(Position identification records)
↓
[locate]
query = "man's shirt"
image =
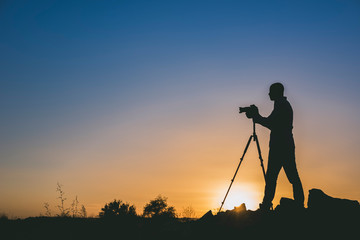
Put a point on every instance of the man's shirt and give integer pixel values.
(280, 122)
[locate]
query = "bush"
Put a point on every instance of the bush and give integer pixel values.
(117, 208)
(159, 208)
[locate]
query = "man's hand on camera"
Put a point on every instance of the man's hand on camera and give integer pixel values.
(253, 112)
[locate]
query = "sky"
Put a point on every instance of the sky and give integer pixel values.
(132, 99)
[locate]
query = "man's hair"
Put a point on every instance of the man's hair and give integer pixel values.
(278, 88)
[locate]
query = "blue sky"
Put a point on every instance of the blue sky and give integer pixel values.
(69, 69)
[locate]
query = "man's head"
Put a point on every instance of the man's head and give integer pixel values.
(276, 91)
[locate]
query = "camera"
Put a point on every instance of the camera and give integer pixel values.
(249, 111)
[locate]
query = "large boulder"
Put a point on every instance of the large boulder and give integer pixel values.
(320, 202)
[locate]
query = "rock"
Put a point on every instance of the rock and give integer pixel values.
(207, 215)
(288, 205)
(320, 202)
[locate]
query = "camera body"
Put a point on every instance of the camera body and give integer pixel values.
(249, 111)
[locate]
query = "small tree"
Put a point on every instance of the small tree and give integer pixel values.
(159, 207)
(64, 212)
(117, 208)
(188, 212)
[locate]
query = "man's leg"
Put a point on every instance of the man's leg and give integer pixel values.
(272, 172)
(293, 176)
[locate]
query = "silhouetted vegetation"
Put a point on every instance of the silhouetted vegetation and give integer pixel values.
(73, 211)
(159, 208)
(117, 208)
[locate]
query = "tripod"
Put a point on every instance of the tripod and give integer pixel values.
(255, 138)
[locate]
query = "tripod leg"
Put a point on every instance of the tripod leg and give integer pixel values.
(260, 157)
(232, 180)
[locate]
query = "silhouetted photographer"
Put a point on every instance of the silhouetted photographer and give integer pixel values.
(282, 146)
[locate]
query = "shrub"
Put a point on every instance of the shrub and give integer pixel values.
(159, 207)
(117, 208)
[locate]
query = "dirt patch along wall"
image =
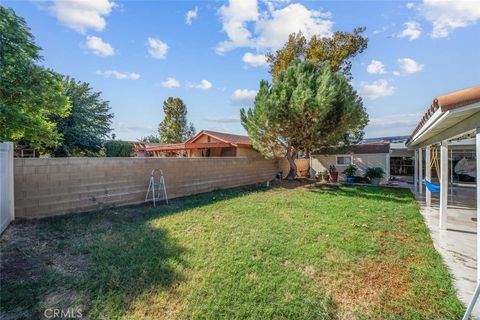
↑
**Exercise goal:** Collect each line of the listing above that contains the string "shrub", treating uppercase and lowercase letters as distinct.

**Output of the task:**
query = "shrub"
Put a point on every instance of the shrub and give integer pixel values.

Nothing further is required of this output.